* INPUT MATERIAL *

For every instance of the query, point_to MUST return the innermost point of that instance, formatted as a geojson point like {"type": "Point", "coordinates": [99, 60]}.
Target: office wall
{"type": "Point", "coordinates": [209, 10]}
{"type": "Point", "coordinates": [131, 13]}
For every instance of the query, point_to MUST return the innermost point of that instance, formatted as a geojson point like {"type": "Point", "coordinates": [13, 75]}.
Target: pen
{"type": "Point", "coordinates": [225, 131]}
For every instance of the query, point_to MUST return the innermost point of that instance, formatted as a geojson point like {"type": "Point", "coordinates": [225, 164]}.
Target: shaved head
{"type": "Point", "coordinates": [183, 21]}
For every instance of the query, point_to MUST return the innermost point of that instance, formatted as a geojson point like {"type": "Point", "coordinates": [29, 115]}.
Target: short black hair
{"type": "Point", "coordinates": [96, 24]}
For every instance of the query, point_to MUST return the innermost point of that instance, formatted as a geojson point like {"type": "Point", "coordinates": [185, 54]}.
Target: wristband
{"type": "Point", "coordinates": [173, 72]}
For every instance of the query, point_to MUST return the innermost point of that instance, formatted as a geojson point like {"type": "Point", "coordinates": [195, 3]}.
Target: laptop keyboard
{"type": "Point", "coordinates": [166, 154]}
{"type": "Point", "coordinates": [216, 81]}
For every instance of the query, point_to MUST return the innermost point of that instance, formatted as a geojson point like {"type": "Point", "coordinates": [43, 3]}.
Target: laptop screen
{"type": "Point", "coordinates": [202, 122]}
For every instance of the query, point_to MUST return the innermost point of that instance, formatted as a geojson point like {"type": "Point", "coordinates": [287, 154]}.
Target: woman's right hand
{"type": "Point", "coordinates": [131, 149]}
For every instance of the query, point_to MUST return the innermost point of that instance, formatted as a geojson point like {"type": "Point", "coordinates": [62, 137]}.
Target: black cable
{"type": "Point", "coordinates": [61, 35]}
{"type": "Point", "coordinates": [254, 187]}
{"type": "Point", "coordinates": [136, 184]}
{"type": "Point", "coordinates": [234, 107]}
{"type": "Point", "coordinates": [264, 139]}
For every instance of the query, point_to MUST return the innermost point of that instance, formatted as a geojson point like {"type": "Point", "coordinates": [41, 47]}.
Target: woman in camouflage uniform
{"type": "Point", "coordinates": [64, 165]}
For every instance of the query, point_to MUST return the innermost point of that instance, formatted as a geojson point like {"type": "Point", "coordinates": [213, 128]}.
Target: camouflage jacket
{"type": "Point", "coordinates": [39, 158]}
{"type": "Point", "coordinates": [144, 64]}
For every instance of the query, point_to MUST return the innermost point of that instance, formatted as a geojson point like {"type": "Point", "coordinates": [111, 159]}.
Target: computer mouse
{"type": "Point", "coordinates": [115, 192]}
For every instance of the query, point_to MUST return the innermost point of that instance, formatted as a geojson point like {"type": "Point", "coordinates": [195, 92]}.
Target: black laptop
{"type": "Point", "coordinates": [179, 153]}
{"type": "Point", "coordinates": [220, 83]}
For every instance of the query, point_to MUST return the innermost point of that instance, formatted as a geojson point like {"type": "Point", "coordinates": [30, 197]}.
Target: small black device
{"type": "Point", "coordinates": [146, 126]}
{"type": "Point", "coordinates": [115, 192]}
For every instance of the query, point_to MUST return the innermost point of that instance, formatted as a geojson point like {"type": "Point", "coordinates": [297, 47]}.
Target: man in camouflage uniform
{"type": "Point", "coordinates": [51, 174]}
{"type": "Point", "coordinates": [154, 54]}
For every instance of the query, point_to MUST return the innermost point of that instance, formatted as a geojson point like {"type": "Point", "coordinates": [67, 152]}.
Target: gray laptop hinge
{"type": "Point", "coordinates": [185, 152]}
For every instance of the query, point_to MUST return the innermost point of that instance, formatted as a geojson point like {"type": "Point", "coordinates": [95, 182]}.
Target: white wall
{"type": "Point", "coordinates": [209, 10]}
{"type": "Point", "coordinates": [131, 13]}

* TASK *
Please repeat every entry, exactly as it was written.

* TASK SOLUTION *
For every instance of the query, point_to MUST return the innermost point of that instance, formatted as a geojson point like {"type": "Point", "coordinates": [99, 60]}.
Target: office wall
{"type": "Point", "coordinates": [209, 10]}
{"type": "Point", "coordinates": [131, 13]}
For every instance of the query, point_to MUST return the innermost point of that instance, formatted as a geojson point like {"type": "Point", "coordinates": [13, 75]}.
Target: pen
{"type": "Point", "coordinates": [225, 131]}
For every instance of the query, point_to MUST return the innermost point of that instance, formatted as a geojson point like {"type": "Point", "coordinates": [225, 164]}.
Target: shaved head
{"type": "Point", "coordinates": [183, 21]}
For every instance of the query, point_to MUST return the innermost point of that instance, formatted as a geojson point like {"type": "Point", "coordinates": [29, 115]}.
Target: short black hair
{"type": "Point", "coordinates": [96, 24]}
For every instance of the query, point_to MUST return the innermost point of that instance, formatted as a geojson point like {"type": "Point", "coordinates": [185, 54]}.
Target: wristband
{"type": "Point", "coordinates": [173, 72]}
For every instance of the query, point_to MUST return the innermost point of that instance, formatted as a geojson point like {"type": "Point", "coordinates": [195, 3]}.
Target: laptop keyboard
{"type": "Point", "coordinates": [166, 154]}
{"type": "Point", "coordinates": [216, 81]}
For every instance of the query, point_to MUST return the innermost point of that instance, formatted as a geojson point like {"type": "Point", "coordinates": [43, 3]}.
Target: laptop screen
{"type": "Point", "coordinates": [202, 122]}
For every instance of the query, point_to MUST return the innermost point of that instance, formatted as a geojson point like {"type": "Point", "coordinates": [287, 154]}.
Target: woman's right hand
{"type": "Point", "coordinates": [131, 149]}
For every instance of the query, point_to MUST return the innermost point of that instance, formatted as a geojson point like {"type": "Point", "coordinates": [62, 137]}.
Target: black cable
{"type": "Point", "coordinates": [61, 35]}
{"type": "Point", "coordinates": [254, 187]}
{"type": "Point", "coordinates": [136, 184]}
{"type": "Point", "coordinates": [234, 107]}
{"type": "Point", "coordinates": [264, 139]}
For every instance of the query, point_to MUST return the innermost point of that instance, formatted as a geojson point like {"type": "Point", "coordinates": [41, 47]}.
Target: woman in camouflage uniform
{"type": "Point", "coordinates": [64, 165]}
For every instance of the query, point_to MUST return the innermost point of that instance, formatted as a geojson point like {"type": "Point", "coordinates": [213, 128]}.
Target: camouflage jacket
{"type": "Point", "coordinates": [39, 158]}
{"type": "Point", "coordinates": [144, 64]}
For every instance of the query, point_to MUST return the innermost point of that instance, formatted as a geojson point like {"type": "Point", "coordinates": [111, 159]}.
Target: computer mouse
{"type": "Point", "coordinates": [115, 192]}
For every instance of the query, point_to MUST return the innermost point of that instance, formatted as a geojson point like {"type": "Point", "coordinates": [195, 92]}.
Target: black laptop
{"type": "Point", "coordinates": [179, 153]}
{"type": "Point", "coordinates": [220, 83]}
For every instance of the query, point_to MUST return the innermost point of that instance, formatted as a geojson point like {"type": "Point", "coordinates": [30, 197]}.
Target: small black device
{"type": "Point", "coordinates": [146, 126]}
{"type": "Point", "coordinates": [115, 192]}
For every instance of the query, point_to MUST return the innermost point of that instance, formatted as a geojson point like {"type": "Point", "coordinates": [297, 47]}.
Target: man in camouflage uniform
{"type": "Point", "coordinates": [51, 174]}
{"type": "Point", "coordinates": [154, 54]}
For every instance of the query, point_to MUST return the innermost point of that instance, formatted as a geojson point like {"type": "Point", "coordinates": [67, 152]}.
Target: gray laptop hinge
{"type": "Point", "coordinates": [185, 152]}
For every instance of the query, point_to MUST return the innermost point of that instance, formatted as a geojson point like {"type": "Point", "coordinates": [95, 182]}.
Target: white wall
{"type": "Point", "coordinates": [209, 10]}
{"type": "Point", "coordinates": [131, 13]}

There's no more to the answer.